→ **Your objective**: Retype the data exactly. Spelling and punctuation stay as they are.

→ **Provided information**:
——
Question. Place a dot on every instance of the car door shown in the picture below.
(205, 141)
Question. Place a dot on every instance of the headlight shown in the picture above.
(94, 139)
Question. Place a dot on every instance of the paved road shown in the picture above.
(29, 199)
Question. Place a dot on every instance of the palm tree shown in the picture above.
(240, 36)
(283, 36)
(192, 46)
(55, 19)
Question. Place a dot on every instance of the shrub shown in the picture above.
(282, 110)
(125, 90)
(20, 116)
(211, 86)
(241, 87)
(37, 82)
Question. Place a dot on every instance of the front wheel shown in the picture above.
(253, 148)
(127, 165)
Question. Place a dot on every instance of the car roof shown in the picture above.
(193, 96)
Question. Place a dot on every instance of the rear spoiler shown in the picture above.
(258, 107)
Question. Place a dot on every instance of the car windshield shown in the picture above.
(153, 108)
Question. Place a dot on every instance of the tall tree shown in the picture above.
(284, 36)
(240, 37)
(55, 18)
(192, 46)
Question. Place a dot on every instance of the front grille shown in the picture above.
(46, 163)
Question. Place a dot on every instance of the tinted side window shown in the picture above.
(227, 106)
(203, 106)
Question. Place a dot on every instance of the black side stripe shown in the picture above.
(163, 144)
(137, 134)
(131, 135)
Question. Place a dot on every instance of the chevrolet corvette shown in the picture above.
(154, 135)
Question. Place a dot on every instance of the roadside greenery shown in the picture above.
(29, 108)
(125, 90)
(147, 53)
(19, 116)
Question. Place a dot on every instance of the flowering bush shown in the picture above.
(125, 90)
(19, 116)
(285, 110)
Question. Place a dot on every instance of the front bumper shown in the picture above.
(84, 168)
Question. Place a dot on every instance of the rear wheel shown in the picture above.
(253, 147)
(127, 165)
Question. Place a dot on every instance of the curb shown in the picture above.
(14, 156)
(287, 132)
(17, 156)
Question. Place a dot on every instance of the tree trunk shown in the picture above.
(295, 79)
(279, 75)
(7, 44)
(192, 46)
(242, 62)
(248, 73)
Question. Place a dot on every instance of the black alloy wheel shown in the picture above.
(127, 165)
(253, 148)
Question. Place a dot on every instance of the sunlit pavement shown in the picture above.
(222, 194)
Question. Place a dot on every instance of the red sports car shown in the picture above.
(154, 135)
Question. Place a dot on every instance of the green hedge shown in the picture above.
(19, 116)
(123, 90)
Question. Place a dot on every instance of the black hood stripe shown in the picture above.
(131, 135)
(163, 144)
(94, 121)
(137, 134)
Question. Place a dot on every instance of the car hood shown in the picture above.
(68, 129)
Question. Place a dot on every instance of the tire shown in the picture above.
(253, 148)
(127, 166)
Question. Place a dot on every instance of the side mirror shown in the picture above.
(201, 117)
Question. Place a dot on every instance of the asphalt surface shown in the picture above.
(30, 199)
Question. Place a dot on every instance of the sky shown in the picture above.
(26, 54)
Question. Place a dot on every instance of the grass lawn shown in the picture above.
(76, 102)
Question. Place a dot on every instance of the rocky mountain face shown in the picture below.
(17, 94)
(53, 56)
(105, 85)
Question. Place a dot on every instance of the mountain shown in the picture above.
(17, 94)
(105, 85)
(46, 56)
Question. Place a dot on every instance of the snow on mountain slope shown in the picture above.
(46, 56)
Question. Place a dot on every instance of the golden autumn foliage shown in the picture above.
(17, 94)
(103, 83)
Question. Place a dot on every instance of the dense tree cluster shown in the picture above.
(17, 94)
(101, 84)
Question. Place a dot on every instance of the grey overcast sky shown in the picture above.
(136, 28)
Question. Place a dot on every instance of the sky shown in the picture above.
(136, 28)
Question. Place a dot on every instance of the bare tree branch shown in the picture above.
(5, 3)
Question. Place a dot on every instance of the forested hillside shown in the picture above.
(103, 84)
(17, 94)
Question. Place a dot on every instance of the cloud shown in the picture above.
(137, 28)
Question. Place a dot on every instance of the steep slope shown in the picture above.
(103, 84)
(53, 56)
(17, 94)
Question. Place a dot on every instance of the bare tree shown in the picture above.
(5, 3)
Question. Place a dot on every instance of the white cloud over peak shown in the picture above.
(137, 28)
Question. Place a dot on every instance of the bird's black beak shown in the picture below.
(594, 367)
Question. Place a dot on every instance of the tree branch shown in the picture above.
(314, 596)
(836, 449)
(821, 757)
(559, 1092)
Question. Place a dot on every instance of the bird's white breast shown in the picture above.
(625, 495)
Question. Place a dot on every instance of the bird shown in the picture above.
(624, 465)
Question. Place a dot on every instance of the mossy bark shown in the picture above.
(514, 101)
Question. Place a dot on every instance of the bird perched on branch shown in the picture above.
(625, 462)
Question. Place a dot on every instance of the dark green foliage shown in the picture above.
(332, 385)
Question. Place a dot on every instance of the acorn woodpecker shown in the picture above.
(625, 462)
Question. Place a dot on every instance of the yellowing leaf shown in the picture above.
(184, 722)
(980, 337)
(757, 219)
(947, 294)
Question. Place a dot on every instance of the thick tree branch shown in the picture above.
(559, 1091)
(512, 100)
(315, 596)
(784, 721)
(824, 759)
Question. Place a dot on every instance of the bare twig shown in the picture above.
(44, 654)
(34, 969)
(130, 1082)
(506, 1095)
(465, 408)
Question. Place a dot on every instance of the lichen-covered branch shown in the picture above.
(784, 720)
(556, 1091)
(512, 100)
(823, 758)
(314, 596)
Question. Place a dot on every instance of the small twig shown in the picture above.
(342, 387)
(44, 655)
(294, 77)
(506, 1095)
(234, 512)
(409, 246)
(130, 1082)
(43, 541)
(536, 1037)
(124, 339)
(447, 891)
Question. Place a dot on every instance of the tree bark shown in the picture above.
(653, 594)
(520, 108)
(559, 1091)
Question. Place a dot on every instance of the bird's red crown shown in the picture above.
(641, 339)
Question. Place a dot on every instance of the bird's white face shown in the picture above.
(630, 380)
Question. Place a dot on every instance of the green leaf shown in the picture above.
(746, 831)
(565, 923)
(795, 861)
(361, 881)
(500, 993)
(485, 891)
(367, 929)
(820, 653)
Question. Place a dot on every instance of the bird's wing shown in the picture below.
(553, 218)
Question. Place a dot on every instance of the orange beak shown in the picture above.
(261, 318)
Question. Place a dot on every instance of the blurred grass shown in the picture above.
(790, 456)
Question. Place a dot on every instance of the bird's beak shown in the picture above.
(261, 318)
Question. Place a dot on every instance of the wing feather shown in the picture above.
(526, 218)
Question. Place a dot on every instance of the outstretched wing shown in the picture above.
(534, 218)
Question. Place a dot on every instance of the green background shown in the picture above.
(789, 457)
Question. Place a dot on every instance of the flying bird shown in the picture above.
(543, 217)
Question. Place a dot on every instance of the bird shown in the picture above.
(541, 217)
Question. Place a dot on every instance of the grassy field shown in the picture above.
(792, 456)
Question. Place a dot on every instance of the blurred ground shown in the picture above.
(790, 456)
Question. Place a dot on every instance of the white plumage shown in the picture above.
——
→ **Result**:
Question. Place a dot on every instance of the car door shown in the picture below.
(205, 141)
Question. Place a dot on every instance of the headlight shown in the picture above.
(94, 139)
Question. Place a dot on every instance of the paved road shown in the picture above.
(29, 199)
Question. Place a dot on every instance of the palm tree shown in the picture above.
(240, 36)
(283, 36)
(192, 46)
(55, 19)
Question. Place a dot on every instance of the shrub shown in the picture above.
(282, 110)
(125, 90)
(20, 116)
(211, 86)
(241, 87)
(37, 82)
Question. Place a dot on every instance of the front wheel shown in the picture above.
(253, 148)
(127, 165)
Question. Place a dot on every instance of the car roof shown in the picture above.
(193, 96)
Question. Place a dot on every instance of the rear spoiler shown in the picture above.
(258, 107)
Question. Place a dot on every instance of the car windshield shown in the picture above.
(153, 108)
Question. Place a dot on every instance of the tall tree shown in the picture above.
(284, 36)
(240, 37)
(55, 18)
(192, 46)
Question. Place a dot on every instance of the front grille shown in the picture above.
(46, 163)
Question. Place a dot on every instance of the tinted side window shown in the picture above.
(227, 106)
(203, 106)
Question. Place a dot on every instance of the black side stripe shown in the picture above.
(163, 144)
(137, 134)
(131, 135)
Question. Place a dot on every instance of the chevrolet corvette shown in the picture above.
(154, 135)
Question. Place a dot on every instance of the roadside greenery shown in the picture above.
(29, 108)
(125, 90)
(147, 53)
(19, 116)
Question. Place a dot on every instance of the flowering bush shown in the picture above.
(125, 90)
(19, 116)
(285, 110)
Question. Place a dot on every instance of the front bumper shown in the picture above.
(84, 168)
Question. Place a dot on every instance of the rear wheel shown in the picture above.
(253, 147)
(127, 165)
Question. Place a dot on every instance of the curb shown in the picture above.
(14, 156)
(287, 132)
(17, 156)
Question. Place a dot on every instance of the tree trunk shown in the picture above.
(295, 79)
(279, 75)
(7, 44)
(192, 46)
(242, 62)
(248, 73)
Question. Place a dot on every instance of the black alloy wheel shown in the picture above.
(127, 165)
(253, 148)
Question. Place a dot on every instance of the sunlit pavement shown in the picture above.
(222, 194)
Question. Place a dot on every instance of the red sports car shown in the picture above.
(154, 135)
Question. Place a dot on every instance of the green hedge shown in the picture above.
(19, 116)
(123, 90)
Question. Place a dot on every instance of the black hood stripe shown in the picture above.
(131, 135)
(163, 144)
(94, 121)
(137, 134)
Question. Place a dot on every instance of the car hood shown in the picture above.
(68, 129)
Question. Place a dot on every instance of the tire shown in the picture above.
(253, 148)
(127, 166)
Question. Place a dot on every instance of the side mirror shown in the picture above.
(201, 117)
Question. Place a dot on every instance of the asphalt surface shown in the picture above.
(30, 199)
Question. Place a dot on every instance of the sky shown in the picture above.
(26, 54)
Question. Place a dot on every instance of the grass lawn shown in the picture above.
(76, 102)
Question. Place a dot on every instance of the rocky mountain face shown in the picture below.
(17, 94)
(53, 56)
(105, 85)
Question. Place a dot on every instance of the mountain shown in the picture above.
(17, 94)
(105, 85)
(46, 56)
Question. Place a dot on every instance of the snow on mountain slope shown in the picture above.
(46, 56)
Question. Place a dot on every instance of the golden autumn foliage shown in the picture above.
(17, 94)
(103, 83)
Question. Place a dot on every instance of the dense tree cluster shown in the picture above.
(17, 94)
(101, 84)
Question. Place a dot on every instance of the grey overcast sky shown in the picture above.
(136, 28)
Question. Place a dot on every instance of the sky shown in the picture above.
(136, 28)
Question. Place a dot on every instance of the bare tree branch shown in the picture above.
(5, 3)
Question. Place a dot on every instance of the forested hillside shown in the picture above.
(103, 84)
(17, 94)
Question. Place a dot on every instance of the cloud shown in the picture above.
(137, 28)
Question. Place a dot on every instance of the steep slope shown in the picture above.
(103, 84)
(53, 56)
(17, 94)
Question. Place a dot on every instance of the bare tree shown in the picture above.
(5, 3)
Question. Place a dot on every instance of the white cloud over peak shown in the picture above.
(137, 28)
Question. Place a dot on every instance of the bird's black beak shown in the picture below.
(594, 367)
Question. Place a dot on every instance of the tree branch shown in the picture above.
(314, 596)
(836, 449)
(821, 757)
(559, 1092)
Question. Place a dot on every instance of the bird's white breast shown in the picture above.
(625, 495)
Question. Place a dot on every instance of the bird shown in the picture above.
(624, 465)
Question. Place a dot on every instance of the mossy bark shown in the picture above.
(514, 101)
Question. Place a dot on every instance of the bird perched on branch shown in the picture above.
(625, 462)
Question. Place a dot on every instance of the dark green foliage shown in the picture above.
(332, 385)
Question. Place a dot on every instance of the acorn woodpecker shown in the picture above.
(625, 462)
Question. Place a dot on every instance of the yellowing leaf shown in the picture above.
(184, 722)
(980, 337)
(757, 219)
(947, 294)
Question. Place a dot on every instance of the thick tree branch shown in the picture above.
(559, 1091)
(512, 100)
(315, 596)
(784, 721)
(824, 759)
Question. Place a dot on every instance of the bare twig shown in the picture above.
(44, 654)
(34, 969)
(130, 1082)
(506, 1095)
(465, 408)
Question. Place a dot on every instance of the lichen-covered branch shown in the picture above.
(784, 720)
(556, 1091)
(512, 100)
(823, 758)
(314, 596)
Question. Place a dot on every instance of the small twig shown in the picture above.
(342, 387)
(44, 655)
(294, 77)
(506, 1095)
(234, 512)
(409, 246)
(130, 1082)
(43, 541)
(536, 1037)
(124, 339)
(447, 891)
Question. Place a dot on every instance of the tree bark shown in the picture above.
(653, 594)
(520, 108)
(559, 1091)
Question. Place a dot on every instance of the bird's red crown shown in the picture above.
(641, 339)
Question. Place a dot on every instance of the bird's white face shown in the picture above.
(630, 380)
Question. Place a dot on every instance of the green leaf shown in the picture above.
(746, 831)
(565, 923)
(795, 861)
(361, 881)
(500, 993)
(485, 891)
(367, 929)
(820, 653)
Question. Place a dot on every instance of the bird's wing shown in the picture below.
(553, 218)
Question. Place a dot on every instance of the orange beak shown in the picture above.
(261, 318)
Question. Place a dot on every instance of the blurred grass shown in the picture above.
(790, 456)
Question. Place a dot on every instance of the bird's beak shown in the picture above.
(261, 318)
Question. Place a dot on every instance of the wing feather shown in the picture above.
(526, 218)
Question. Place a dot on every instance of the outstretched wing shown in the picture above.
(534, 218)
Question. Place a dot on every instance of the green background shown in the picture above.
(789, 457)
Question. Place a dot on every instance of the flying bird shown in the picture above.
(543, 217)
Question. Place a dot on every instance of the bird shown in the picture above.
(541, 217)
Question. Place a dot on every instance of the grassy field shown in the picture above.
(792, 456)
Question. Place a dot on every instance of the blurred ground shown in the picture above.
(790, 456)
Question. Place a dot on every instance of the white plumage shown in the picture above.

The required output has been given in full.